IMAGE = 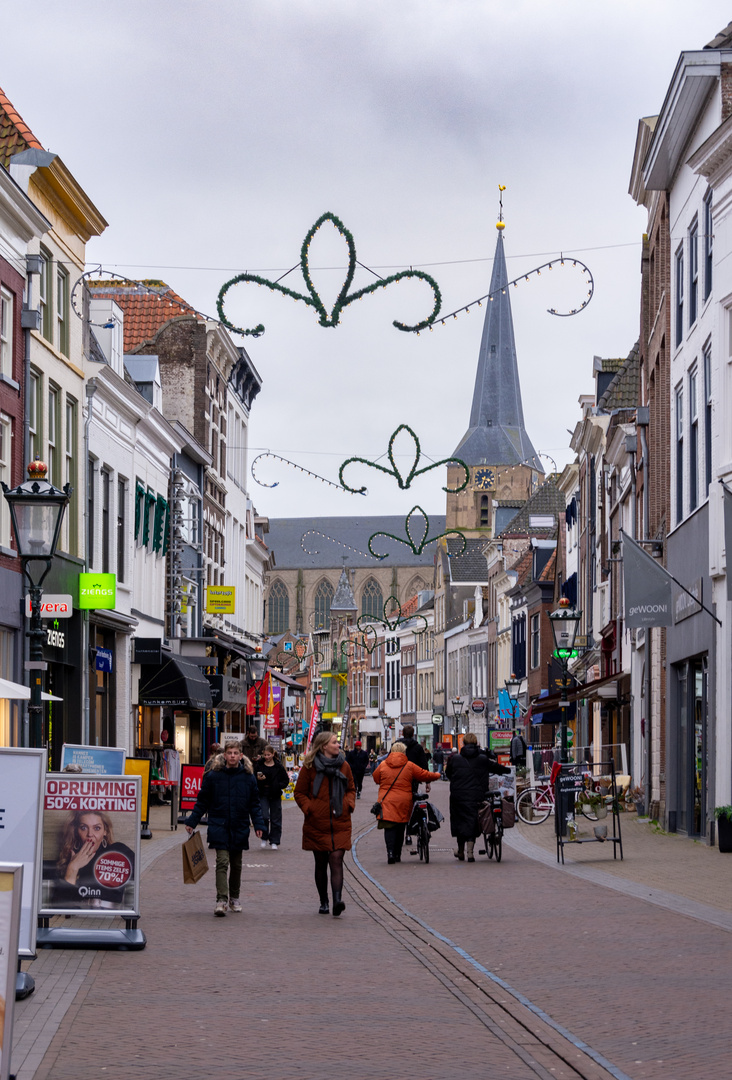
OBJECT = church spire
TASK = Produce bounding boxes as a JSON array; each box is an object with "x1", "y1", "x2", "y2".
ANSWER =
[{"x1": 453, "y1": 207, "x2": 541, "y2": 471}]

━━━━━━━━━━

THE TASK:
From the first line to the last, write out the data exactly, dropping any pictures.

THE COMPLETED TASK:
IMAGE = 
OBJECT = church spire
TASK = Produce bounding boxes as a JSON array; each box is an object with "x1", "y1", "x2", "y2".
ANSWER =
[{"x1": 453, "y1": 207, "x2": 541, "y2": 471}]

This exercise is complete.